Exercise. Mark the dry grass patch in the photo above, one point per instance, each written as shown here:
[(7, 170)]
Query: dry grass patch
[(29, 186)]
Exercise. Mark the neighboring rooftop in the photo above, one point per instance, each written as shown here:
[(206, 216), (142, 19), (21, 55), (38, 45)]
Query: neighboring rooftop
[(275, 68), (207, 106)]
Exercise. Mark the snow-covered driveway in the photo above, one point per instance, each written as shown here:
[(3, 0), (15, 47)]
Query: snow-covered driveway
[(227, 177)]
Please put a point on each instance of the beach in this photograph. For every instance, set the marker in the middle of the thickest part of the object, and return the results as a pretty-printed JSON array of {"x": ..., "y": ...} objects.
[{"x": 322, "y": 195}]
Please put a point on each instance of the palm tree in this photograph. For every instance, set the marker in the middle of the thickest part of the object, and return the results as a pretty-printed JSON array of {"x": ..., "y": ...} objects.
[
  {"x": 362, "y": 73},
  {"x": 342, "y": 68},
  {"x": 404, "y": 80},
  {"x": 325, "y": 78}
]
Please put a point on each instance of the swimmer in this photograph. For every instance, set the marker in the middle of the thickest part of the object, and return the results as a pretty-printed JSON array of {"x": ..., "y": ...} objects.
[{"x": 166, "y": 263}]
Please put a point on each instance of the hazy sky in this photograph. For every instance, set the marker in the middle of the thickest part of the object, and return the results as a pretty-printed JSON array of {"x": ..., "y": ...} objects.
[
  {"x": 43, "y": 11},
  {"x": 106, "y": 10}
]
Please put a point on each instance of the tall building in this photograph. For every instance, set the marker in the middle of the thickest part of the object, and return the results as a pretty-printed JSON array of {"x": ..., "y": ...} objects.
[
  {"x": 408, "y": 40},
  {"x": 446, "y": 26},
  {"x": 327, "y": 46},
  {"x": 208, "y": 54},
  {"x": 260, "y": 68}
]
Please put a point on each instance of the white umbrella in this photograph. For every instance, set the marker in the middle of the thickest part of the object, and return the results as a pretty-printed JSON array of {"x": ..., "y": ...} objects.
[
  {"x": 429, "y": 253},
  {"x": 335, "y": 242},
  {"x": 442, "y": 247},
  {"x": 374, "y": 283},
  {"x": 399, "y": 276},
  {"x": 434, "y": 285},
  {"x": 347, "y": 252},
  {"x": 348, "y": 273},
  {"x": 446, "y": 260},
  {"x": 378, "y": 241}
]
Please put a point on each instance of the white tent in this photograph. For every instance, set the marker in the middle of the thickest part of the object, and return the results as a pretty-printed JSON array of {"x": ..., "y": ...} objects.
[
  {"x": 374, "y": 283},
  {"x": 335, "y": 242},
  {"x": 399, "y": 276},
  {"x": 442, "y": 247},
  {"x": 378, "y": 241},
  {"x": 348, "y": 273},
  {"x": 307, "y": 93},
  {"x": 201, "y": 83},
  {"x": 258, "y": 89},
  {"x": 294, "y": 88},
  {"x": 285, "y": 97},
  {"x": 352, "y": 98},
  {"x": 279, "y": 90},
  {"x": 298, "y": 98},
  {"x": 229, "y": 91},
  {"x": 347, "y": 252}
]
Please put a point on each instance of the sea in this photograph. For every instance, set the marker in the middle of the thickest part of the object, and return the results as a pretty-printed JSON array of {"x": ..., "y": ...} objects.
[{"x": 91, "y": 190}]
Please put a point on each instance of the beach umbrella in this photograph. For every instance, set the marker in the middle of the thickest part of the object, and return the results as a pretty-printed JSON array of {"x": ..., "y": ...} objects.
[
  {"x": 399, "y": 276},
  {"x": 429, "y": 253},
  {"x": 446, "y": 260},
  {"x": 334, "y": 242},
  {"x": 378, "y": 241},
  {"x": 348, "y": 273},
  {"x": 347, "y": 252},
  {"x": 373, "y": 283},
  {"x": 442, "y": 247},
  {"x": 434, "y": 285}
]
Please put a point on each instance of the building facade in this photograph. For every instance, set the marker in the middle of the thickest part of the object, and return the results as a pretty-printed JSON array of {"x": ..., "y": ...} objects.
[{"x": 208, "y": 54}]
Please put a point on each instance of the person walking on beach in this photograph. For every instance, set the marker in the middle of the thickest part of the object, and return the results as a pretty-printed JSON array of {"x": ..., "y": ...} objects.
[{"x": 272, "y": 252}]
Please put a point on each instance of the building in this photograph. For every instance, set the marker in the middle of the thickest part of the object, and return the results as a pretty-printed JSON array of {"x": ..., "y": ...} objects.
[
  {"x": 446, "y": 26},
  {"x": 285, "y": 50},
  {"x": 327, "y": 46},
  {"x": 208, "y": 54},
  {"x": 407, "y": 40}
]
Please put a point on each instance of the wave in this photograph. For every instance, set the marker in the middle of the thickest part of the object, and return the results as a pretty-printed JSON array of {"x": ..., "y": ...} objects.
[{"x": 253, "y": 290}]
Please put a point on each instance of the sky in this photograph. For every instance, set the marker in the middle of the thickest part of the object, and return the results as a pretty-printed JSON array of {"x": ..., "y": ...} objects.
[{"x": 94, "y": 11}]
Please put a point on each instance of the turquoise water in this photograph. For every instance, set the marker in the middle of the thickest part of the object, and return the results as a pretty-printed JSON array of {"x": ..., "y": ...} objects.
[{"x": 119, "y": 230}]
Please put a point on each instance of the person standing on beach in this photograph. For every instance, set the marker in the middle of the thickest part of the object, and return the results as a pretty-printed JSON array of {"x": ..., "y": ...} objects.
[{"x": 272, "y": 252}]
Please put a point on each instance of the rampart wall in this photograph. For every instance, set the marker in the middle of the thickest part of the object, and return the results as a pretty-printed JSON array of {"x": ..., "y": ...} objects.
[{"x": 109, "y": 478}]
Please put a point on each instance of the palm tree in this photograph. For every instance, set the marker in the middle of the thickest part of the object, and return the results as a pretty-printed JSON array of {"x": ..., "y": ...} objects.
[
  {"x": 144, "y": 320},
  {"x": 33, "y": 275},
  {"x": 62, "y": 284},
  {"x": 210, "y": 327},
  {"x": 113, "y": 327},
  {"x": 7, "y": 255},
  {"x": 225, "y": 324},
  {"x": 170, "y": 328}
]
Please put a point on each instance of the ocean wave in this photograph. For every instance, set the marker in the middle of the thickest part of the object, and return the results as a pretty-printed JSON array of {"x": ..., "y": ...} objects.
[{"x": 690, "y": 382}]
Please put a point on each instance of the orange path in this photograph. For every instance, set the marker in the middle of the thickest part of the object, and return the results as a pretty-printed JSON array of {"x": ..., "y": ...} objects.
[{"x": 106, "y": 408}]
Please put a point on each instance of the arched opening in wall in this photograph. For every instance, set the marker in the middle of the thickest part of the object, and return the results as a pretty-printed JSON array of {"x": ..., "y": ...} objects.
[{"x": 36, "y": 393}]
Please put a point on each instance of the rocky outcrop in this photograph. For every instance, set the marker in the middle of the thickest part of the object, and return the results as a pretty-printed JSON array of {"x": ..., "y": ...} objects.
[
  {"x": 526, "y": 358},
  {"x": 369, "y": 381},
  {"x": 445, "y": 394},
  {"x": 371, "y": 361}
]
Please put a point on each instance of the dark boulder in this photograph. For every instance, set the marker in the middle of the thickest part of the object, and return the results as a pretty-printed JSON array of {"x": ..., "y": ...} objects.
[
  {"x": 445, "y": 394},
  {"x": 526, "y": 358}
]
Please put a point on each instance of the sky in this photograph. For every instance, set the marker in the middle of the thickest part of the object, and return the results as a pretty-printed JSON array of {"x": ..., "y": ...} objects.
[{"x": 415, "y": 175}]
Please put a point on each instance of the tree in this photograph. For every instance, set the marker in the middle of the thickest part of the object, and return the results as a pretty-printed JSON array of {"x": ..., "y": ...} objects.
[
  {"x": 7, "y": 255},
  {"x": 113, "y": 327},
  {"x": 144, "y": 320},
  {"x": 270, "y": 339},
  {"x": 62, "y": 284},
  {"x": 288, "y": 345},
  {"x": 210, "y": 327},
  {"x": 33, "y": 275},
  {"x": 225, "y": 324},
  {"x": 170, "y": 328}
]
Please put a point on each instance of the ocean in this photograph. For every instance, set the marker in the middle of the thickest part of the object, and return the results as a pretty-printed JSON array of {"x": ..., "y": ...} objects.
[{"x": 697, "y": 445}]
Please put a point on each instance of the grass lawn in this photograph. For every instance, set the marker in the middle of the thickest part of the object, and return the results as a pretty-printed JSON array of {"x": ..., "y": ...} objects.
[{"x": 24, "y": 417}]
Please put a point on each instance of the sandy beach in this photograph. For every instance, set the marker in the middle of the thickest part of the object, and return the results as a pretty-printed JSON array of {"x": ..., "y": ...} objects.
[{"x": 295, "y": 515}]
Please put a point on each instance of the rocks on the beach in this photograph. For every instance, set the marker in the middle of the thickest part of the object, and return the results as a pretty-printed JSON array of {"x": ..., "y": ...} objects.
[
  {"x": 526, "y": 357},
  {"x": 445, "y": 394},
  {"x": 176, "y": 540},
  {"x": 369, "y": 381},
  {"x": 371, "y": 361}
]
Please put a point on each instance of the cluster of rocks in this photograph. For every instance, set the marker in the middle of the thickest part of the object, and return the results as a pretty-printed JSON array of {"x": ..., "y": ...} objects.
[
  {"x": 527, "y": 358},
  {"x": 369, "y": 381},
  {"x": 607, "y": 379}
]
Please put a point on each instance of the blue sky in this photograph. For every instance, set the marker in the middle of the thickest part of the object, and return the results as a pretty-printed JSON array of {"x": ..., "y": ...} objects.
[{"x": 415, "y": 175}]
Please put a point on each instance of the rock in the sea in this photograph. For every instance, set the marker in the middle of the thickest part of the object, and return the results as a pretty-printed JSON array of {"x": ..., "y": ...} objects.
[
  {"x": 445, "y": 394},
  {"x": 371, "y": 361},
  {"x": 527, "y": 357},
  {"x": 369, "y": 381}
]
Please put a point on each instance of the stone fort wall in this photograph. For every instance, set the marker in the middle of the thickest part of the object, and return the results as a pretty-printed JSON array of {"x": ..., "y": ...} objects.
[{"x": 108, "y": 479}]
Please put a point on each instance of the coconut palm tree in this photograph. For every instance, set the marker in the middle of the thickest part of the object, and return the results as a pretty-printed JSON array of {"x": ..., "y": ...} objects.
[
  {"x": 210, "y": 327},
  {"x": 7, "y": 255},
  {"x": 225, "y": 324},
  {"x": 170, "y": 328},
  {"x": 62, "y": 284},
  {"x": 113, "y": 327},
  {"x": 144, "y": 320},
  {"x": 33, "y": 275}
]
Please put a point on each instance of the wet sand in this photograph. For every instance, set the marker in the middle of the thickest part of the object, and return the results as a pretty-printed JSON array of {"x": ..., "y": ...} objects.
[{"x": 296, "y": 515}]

☆ ☆ ☆ ☆ ☆

* _WHAT THE EXERCISE ASKS_: Look through the listing above. Pick out each line with "shown" and copy it.

* _RESPONSE TO THIS EXERCISE_:
Exercise. Mark the dry grass patch in the photo above, one point per instance, each written as shown here:
Exercise. Mark the neighboring rooftop in the photo above, one point per instance, each written as shown here:
Exercise. Mark the snow-covered driveway in the photo above, one point per instance, each written as shown here:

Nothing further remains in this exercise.